- _JOBS_
a) Reproduce word for word the section of the essay on universities and first-principles thinking that begins at "You cannot know" and ends after "they knew themselves.".
b) Based on the essay on universities and first-principles thinking, answer yes or no to each statement and quote the words of the essay that decide it: (i) the writer says a chimpanzee is stronger than the writer; (ii) the pressure on young people to choose a career is called malicious; (iii) being legible and having depth are said to be the same thing.
c) Write what comes next in the essay on universities and first-principles thinking, picking up after its final sentence.

I find this pattern more interesting than the conquest. The conquest is just what happened when the thinking was in place.

There is something worth sitting with in how we got here as a species. We are not the strongest creatures on earth, not the fastest, not the most physically capable. A chimpanzee is stronger than me. A falcon sees better. A dog detects things I will never perceive. What we can do that none of them can is compress accumulated understanding across generations and build on top of it. Read what Aristotle wrote, abstract from it, disagree with it, and use the disagreement to construct something new. That loop, understanding compounding into further understanding, is the thing that most distinguishes human civilisation.

And yet we have constructed an educational system that treats intelligence as a credential to be obtained rather than a capacity to be developed. That is a strange thing to have done. It is worth asking how it happened.

There is no great warrior like Alexander without Aristotle. The conquest is just what happens when the thinking is already in place.

The machine that consumes your most important years

What is the university system actually designed to produce?

The first-principles answer is not what the brochures say. The dominant function of universities in their modern form has been to produce credentialed, moderately specialised workers who slot into the industrial economy without friction. They operate as sorting mechanisms as much as learning institutions. They stamp people with signals that employers can use, not because employers need the knowledge, but because they need the filter. Your personal development is, at best, a side effect of a system designed primarily for economic continuity.

I want to be careful here, because this observation is easy to state and easy to overstate. Universities contain extraordinary people and produce genuine understanding. The problem is not the institution itself. The problem is the assumption that the institution’s agenda and your agenda are the same. They are not. Knowing the difference is one of the most useful things you can figure out early.

The deeper issue is this: we force people barely out of adolescence to make decisions that shape the entire trajectory of their lives, what to study, which career to pursue, who to become, at the moment when they have the least information to make that decision well. You are asked to choose a direction before you have walked in any direction. You are asked to identify your strengths before you have tested them against anything real.

You cannot know whether you like a food until you have tasted it. Not from reading about it. Not from watching someone else eat it. You have to put it in your mouth. And yet we have built a system that pressures people to order a meal they will eat for forty years without ever letting them taste the kitchen. The pressure is not malicious. It is structural. But the result is the same: a large number of people living inside choices they made before they knew themselves.

First principles thinking, the method Aristotle formalised, that Descartes rebuilt using doubt, that Feynman practiced as a near-physical reflex, is simply the discipline of refusing to accept a thing as true because someone credentialed said it was. It asks: what is this made of, at its base? What would I believe if I started from nothing? Most people never practice it on the institutions they inhabit. Which is exactly why those institutions retain so much power over them.

On not locking yourself into one room

Here is something I understood about myself only by watching where my attention went when nothing was directing it: I do not identify with a single domain. I never have. And for a long time I thought this was a problem.

The world rewards specialists. The credential system, the job market, the LinkedIn headline, all of it is designed to make you narrow yourself until you fit a defined shape. There is real pressure, especially early, to comply. To pick a lane. To become legible to institutions that can only process you if you are legible.

What I came to understand is that this pressure confuses legibility with depth. Being legible means someone can quickly categorise you. Having depth means you can actually do things. They are not the same, and in many cases they pull in opposite directions.

- _SUPPLIED ENTRIES_
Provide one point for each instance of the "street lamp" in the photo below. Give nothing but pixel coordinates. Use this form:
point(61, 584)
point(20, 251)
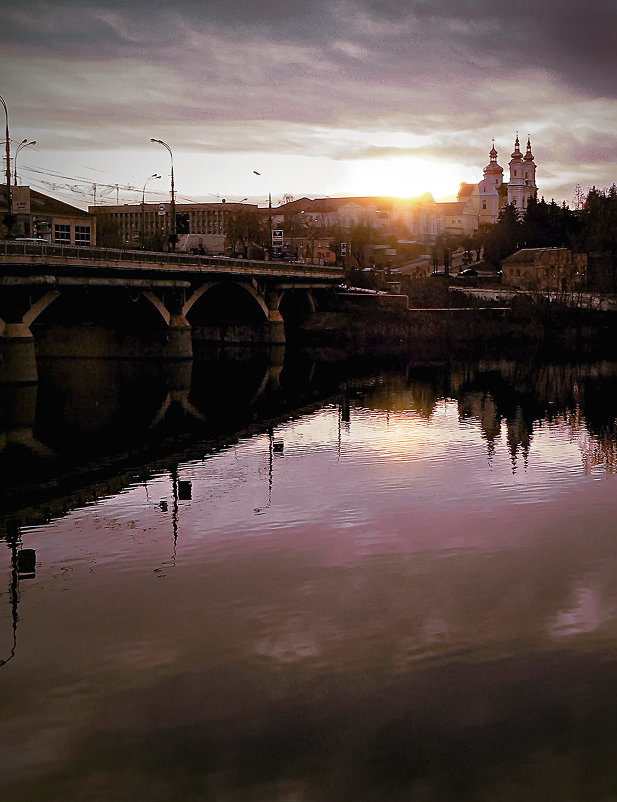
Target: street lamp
point(9, 202)
point(142, 235)
point(23, 144)
point(269, 208)
point(172, 242)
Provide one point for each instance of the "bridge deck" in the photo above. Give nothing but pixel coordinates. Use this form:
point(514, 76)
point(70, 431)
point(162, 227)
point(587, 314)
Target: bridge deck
point(50, 258)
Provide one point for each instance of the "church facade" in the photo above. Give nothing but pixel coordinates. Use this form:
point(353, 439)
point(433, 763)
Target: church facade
point(482, 202)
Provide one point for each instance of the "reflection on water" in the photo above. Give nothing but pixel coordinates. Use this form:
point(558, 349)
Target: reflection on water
point(405, 590)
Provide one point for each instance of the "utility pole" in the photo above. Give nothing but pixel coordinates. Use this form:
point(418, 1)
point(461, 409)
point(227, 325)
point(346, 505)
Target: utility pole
point(9, 200)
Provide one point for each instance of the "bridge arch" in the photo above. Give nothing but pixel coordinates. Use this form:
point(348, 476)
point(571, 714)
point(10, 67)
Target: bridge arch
point(225, 290)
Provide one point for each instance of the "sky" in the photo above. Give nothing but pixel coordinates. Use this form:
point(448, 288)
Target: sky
point(322, 98)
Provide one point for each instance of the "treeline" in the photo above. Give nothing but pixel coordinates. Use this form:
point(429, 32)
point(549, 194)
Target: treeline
point(592, 229)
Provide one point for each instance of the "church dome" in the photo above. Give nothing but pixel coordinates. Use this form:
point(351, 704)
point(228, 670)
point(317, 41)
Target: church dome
point(517, 150)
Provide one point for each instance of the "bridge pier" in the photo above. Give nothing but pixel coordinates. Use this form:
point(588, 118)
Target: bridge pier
point(17, 354)
point(179, 339)
point(275, 325)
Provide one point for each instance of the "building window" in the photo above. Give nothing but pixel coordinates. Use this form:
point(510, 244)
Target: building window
point(62, 234)
point(82, 235)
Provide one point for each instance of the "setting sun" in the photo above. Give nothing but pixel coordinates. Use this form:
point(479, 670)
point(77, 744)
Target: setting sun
point(405, 178)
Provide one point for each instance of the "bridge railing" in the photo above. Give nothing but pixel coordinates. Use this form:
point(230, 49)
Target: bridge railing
point(10, 248)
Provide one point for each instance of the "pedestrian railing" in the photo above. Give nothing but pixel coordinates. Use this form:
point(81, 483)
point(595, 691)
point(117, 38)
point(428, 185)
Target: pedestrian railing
point(12, 248)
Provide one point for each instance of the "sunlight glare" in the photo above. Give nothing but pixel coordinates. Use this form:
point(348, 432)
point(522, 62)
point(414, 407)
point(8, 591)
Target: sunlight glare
point(404, 177)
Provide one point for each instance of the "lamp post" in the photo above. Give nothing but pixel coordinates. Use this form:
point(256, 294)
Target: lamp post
point(9, 202)
point(172, 238)
point(269, 209)
point(23, 144)
point(142, 234)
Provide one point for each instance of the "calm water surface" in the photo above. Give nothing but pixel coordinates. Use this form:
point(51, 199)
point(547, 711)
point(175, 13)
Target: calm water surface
point(407, 591)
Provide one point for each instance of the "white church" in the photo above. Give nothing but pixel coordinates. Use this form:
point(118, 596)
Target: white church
point(481, 203)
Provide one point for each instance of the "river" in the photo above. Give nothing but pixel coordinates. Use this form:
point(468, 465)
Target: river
point(302, 580)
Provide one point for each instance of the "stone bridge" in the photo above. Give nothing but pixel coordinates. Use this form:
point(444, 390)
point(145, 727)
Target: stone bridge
point(84, 302)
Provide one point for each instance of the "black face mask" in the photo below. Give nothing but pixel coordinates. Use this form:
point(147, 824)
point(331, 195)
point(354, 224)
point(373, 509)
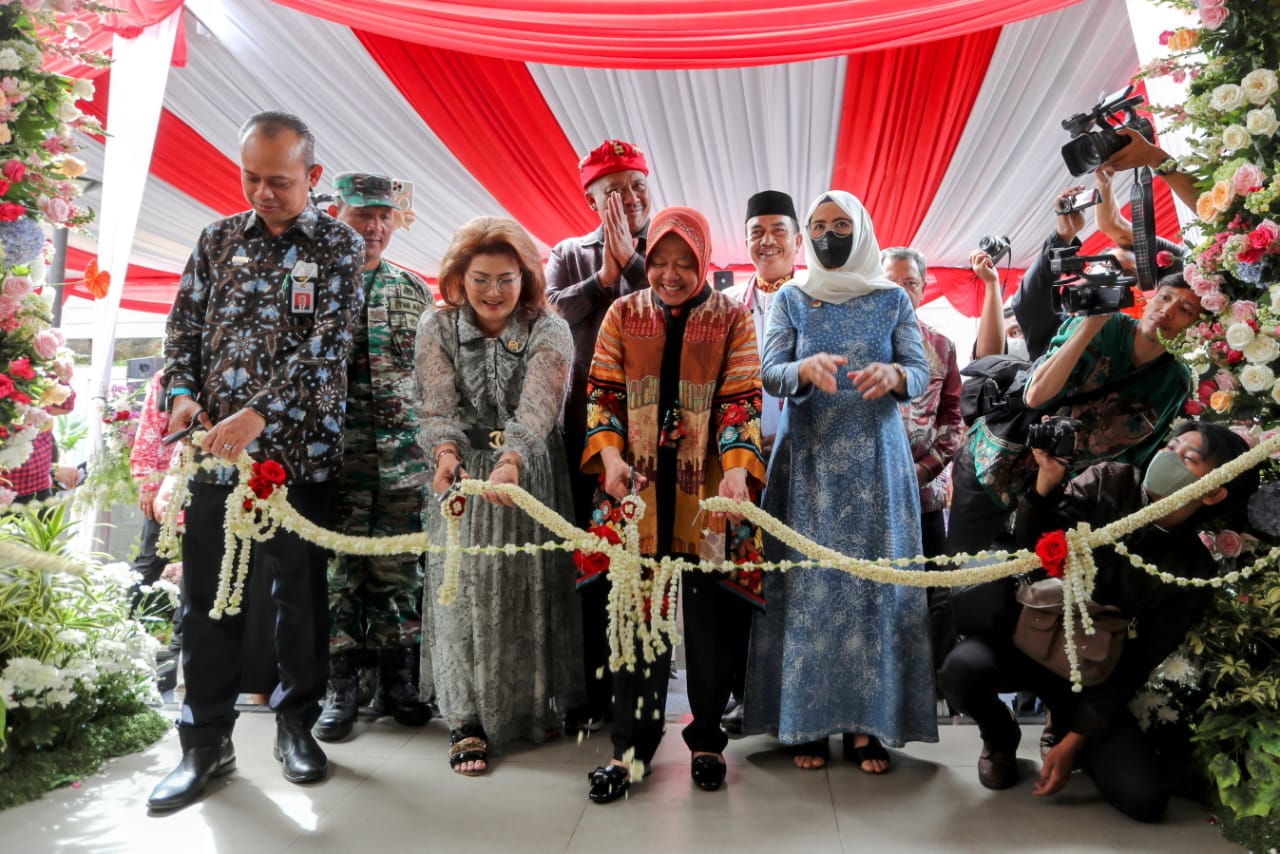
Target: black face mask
point(832, 249)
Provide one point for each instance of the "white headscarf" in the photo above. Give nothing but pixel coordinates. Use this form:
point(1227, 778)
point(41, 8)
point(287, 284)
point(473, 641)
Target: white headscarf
point(860, 274)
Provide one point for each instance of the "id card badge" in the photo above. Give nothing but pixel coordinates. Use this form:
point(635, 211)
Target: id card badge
point(302, 288)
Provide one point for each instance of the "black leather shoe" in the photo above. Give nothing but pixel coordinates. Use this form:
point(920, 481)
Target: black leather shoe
point(608, 782)
point(997, 768)
point(708, 772)
point(298, 752)
point(339, 703)
point(186, 782)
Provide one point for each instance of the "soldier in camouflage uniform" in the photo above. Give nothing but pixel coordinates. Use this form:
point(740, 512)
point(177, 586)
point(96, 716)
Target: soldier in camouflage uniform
point(374, 601)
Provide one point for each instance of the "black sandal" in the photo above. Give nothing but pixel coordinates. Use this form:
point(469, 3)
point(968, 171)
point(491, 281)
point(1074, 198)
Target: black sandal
point(608, 784)
point(708, 771)
point(817, 749)
point(467, 744)
point(869, 752)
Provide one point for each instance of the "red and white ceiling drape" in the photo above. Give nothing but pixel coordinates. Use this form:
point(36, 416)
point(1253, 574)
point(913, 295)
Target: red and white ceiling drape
point(946, 135)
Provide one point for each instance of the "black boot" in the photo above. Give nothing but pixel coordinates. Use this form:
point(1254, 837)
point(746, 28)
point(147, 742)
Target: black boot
point(300, 753)
point(190, 779)
point(397, 695)
point(339, 703)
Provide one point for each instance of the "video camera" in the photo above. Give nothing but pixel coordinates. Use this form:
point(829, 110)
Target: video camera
point(1089, 291)
point(1088, 150)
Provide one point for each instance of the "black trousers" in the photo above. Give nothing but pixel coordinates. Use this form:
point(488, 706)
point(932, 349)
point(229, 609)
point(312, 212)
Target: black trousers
point(976, 520)
point(211, 651)
point(1121, 762)
point(716, 624)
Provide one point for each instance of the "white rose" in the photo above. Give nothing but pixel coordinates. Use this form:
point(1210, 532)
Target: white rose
point(1262, 123)
point(1256, 378)
point(1239, 336)
point(1226, 97)
point(1258, 85)
point(82, 90)
point(1262, 350)
point(1235, 137)
point(68, 112)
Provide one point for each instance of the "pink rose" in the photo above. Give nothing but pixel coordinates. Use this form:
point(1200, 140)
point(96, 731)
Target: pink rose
point(17, 286)
point(1248, 179)
point(1228, 544)
point(1214, 17)
point(55, 210)
point(46, 343)
point(1214, 302)
point(1202, 287)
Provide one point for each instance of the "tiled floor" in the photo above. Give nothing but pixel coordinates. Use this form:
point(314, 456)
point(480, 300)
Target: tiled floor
point(391, 791)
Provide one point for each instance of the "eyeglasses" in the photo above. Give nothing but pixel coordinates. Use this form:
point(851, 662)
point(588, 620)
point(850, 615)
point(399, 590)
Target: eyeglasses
point(484, 282)
point(840, 225)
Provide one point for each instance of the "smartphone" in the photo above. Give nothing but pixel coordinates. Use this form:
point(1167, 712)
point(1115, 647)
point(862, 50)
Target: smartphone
point(1079, 201)
point(181, 434)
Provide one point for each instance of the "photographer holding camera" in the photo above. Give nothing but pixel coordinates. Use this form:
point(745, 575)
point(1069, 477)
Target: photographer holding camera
point(1109, 371)
point(1097, 731)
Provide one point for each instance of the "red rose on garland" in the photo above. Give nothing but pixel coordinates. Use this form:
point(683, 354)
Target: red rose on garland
point(1051, 549)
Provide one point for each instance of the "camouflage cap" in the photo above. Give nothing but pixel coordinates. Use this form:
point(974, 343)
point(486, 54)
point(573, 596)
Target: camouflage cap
point(364, 190)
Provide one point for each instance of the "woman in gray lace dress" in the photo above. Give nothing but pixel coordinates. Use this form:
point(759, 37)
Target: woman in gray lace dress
point(506, 654)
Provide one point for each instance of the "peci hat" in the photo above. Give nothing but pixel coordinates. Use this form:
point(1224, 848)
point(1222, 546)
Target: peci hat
point(608, 158)
point(364, 190)
point(771, 202)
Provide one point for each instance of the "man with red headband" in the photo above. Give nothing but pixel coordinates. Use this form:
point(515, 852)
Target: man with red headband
point(584, 277)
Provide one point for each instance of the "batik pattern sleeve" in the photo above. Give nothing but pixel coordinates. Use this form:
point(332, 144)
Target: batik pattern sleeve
point(435, 380)
point(606, 393)
point(543, 393)
point(186, 324)
point(780, 369)
point(737, 402)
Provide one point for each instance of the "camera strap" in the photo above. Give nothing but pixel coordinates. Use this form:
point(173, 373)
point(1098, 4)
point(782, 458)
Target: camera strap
point(1143, 210)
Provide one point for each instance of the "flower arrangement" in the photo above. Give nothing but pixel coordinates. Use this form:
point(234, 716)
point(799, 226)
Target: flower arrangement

- _ANSWERS PROVIDED_
a)
You cannot know whether you like a food until you have tasted it. Not from reading about it. Not from watching someone else eat it. You have to put it in your mouth. And yet we have built a system that pressures people to order a meal they will eat for forty years without ever letting them taste the kitchen. The pressure is not malicious. It is structural. But the result is the same: a large number of people living inside choices they made before they knew themselves.

b)
(i) Yes: "A chimpanzee is stronger than me."
(ii) No: "The pressure is not malicious. It is structural."
(iii) No: "They are not the same, and in many cases they pull in opposite directions."

c)
Finance, when I studied it seriously, did not teach me to read balance sheets. It taught me to think about leverage: where in any system is force most efficiently applied, what compounds and what merely adds, which positions become disproportionately valuable over time. These are not finance concepts. They are structural concepts that finance happens to make concrete. Artificial intelligence, when I went deep into it during a research degree, did not teach me to fine-tune models. It taught me the difference between a system that generalises and one that memorises, and how hard it is to tell them apart from the outside. That distinction turns out to apply to organisations, to arguments, to people.

Every serious domain is a lens. The person who looks through multiple lenses, genuinely and not as a tourist, sees things that the person who looks through only one cannot. The world is not organised into academic departments. It only looks that way from inside the university.

Every high-leverage domain is a lens, not a cage. Finance taught me how systems distribute force. AI taught me how they generalise. The combination produces a way of seeing that neither gives you alone.

The counterbalance is worth stating plainly: there is a version of this that is just sophisticated dilettantism. It goes wide and never goes deep, collecting perspectives the way some people collect books, accumulating the appearance of understanding without the friction that produces the real thing. Mastery is not optional. You have to go deep somewhere. You just do not have to let the place you went deep first determine every place you ever go.


Tasting things

During my undergraduate years, almost on instinct, I started a newsletter company called Minds and Machines. It explored the intersection of human intelligence and technology, which I now realise is the intersection I have been trying to understand my entire life, just without the vocabulary for it at the time. I wrote it, grew a readership, and sold it before I graduated.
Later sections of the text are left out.